▶ PROBLEM STATEMENT:
In the passage about the hospital waiting room, which album is the song "White Teeth Teens" from?

▶ PASSAGE TO READ:
____
“Everything works out so good / I wear the robe like no one could”
The room was dark. Well, as dark as a hospital waiting room could be. Echoes of florescent lighting intruded onto rows of plush seats, all the way to the back wall, where my mom and sister and I had sprawled out onto three La-Z-Boys. My mom was asleep I think. She had to have been — she hadn’t slept the whole night before. Because she was on her way here. Aimee and I had been up at 4 a.m. together, figuring out the fastest way to get home from New York City. She must’ve been asleep too. But most likely, we were all pretending.
I chanted. Eyes closed. Silently. “Everything works out so good / I wear the robe like no one could.”
Three days earlier, I’d heard Lorde meditate to those very same words onstage at Roseland Ballroom. The song “White Teeth Teens” from her 2013 album Pure Heroine was never one I could relate to, mostly because I didn’t pay attention to the lyrics. But during that show, she worked some of her witchy magic, implanting them into my dense brain so I could keep them as a snack for later.
____
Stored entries
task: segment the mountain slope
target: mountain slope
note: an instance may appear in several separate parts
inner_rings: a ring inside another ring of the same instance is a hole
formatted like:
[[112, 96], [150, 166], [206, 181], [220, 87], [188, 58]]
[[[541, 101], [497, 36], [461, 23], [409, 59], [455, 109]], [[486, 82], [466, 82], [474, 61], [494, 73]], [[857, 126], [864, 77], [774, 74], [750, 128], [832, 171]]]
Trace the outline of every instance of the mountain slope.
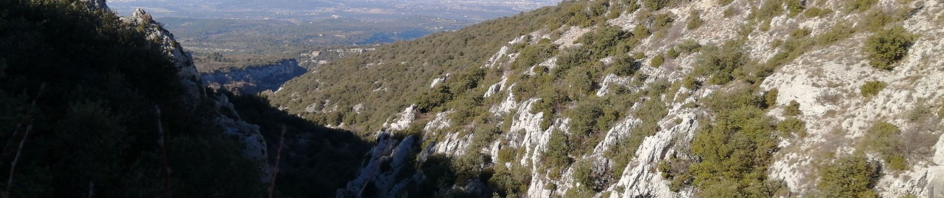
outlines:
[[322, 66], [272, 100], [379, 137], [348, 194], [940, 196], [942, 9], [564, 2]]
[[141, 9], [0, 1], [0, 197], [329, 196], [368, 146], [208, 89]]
____
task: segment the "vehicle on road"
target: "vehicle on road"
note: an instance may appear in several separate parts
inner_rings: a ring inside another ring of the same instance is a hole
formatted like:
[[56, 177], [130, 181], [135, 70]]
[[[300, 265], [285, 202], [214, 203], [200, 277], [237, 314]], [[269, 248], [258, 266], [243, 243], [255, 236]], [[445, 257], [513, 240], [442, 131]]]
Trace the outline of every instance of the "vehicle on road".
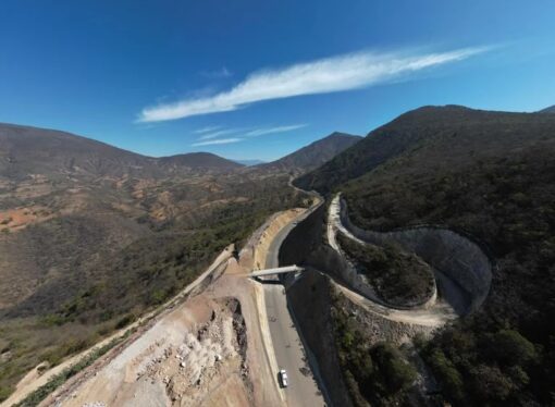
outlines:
____
▶ ANSWER TO THIS TASK:
Lorde's 2013 album Pure Heroine.